From the listing below, copy only the lines running from the line that contains "Q: Can you find the lower" to the line that contains "Q: Can you find the green", both included.

[Opening Input data section]

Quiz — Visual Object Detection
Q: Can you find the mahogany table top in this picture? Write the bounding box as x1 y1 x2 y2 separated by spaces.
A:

[Closing Input data section]
[Opening Input data section]

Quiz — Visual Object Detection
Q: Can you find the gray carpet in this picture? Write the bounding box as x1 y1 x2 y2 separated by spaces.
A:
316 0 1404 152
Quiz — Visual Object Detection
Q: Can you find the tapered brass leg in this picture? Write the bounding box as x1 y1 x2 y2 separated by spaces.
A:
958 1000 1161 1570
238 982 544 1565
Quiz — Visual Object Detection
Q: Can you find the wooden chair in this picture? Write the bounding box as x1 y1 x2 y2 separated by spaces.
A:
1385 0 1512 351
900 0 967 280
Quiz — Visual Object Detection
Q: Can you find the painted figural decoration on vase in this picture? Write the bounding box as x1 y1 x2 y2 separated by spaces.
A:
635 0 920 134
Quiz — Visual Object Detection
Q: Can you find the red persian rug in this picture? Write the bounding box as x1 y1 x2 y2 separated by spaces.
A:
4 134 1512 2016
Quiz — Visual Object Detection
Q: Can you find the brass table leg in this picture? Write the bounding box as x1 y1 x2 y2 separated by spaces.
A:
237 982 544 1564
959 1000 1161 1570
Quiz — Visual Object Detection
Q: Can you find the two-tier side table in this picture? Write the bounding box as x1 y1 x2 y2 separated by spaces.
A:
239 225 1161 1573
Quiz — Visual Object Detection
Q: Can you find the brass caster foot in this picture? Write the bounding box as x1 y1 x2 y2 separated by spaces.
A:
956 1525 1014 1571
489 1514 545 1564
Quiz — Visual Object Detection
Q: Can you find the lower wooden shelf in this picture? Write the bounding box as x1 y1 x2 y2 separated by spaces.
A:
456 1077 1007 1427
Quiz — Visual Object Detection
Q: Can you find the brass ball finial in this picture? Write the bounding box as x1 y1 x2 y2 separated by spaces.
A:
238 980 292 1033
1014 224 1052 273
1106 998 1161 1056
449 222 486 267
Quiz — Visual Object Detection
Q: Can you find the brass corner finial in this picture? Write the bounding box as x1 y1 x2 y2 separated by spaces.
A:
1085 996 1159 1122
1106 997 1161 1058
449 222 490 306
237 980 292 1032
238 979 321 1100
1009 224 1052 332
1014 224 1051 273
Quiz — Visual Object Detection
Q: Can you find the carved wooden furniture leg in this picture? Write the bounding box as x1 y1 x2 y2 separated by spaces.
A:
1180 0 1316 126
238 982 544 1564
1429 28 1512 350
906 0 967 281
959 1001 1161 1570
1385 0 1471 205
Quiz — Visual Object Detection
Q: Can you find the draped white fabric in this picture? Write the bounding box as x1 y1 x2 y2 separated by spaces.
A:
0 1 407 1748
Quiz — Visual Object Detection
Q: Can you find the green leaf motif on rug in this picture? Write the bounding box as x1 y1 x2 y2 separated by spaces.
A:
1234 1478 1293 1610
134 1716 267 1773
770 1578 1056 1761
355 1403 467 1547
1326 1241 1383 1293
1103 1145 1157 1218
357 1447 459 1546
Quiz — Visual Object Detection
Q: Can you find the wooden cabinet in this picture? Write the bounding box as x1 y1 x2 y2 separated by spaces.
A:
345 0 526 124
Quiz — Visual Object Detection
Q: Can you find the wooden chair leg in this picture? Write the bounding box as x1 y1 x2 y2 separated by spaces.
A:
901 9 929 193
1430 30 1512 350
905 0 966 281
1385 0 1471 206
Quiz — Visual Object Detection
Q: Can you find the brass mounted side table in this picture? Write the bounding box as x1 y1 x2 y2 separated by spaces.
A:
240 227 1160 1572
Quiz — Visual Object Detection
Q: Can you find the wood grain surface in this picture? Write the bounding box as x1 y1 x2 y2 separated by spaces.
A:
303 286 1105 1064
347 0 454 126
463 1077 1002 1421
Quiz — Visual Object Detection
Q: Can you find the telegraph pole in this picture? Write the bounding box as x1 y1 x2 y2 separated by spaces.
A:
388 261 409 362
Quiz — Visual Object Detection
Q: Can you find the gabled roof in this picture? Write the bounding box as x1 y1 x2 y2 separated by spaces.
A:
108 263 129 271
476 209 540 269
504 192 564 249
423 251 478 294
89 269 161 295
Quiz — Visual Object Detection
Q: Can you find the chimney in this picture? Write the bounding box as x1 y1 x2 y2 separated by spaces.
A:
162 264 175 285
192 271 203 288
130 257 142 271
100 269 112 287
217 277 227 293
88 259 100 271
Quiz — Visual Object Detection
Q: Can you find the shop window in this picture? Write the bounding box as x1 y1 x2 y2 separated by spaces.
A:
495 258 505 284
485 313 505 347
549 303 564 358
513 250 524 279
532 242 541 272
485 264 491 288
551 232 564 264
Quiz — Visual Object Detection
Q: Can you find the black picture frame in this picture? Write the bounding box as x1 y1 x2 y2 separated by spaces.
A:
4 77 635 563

[Closing Input data section]

### Task output
Q: Can you find the lower wooden shelf in this picture? Write the bounding box as x1 y1 x2 y2 separated by spaces.
A:
456 1077 1007 1427
Quiz — Visual Object Detection
Q: Can you find the brass ball finial in this picture? Write the bounding box as x1 y1 x2 y2 separated by spaces.
A:
238 980 292 1033
1014 224 1052 273
1106 998 1161 1056
449 222 486 267
Quiz — Visual Object Detection
Q: Can you find the brass corner finial in this picture? Write the bounding box as x1 y1 x2 y2 separated by spaces.
A:
1085 996 1159 1122
1106 997 1161 1058
449 222 490 306
237 980 292 1032
238 979 321 1100
1009 224 1052 332
1014 224 1051 273
Quiz — Visual Object Detection
Q: Can you find the carved wooden furniture leg in this picture? Write the bounding box as x1 y1 x2 y2 separated by spaces.
A:
1180 0 1316 126
238 982 544 1564
1429 28 1512 350
906 0 967 281
959 1001 1161 1570
1385 0 1471 205
Quiz — Visual Object Detection
Q: Can you find the draped white fabric in this picture? Write the bounding box as x1 y1 x2 y2 separated by spaces.
A:
0 1 407 1748
Quiz — Visual Object Detection
Q: Can you find the green leaf motif on rug in this picture? Write the bounding box as x1 y1 x2 y2 separated by spaces.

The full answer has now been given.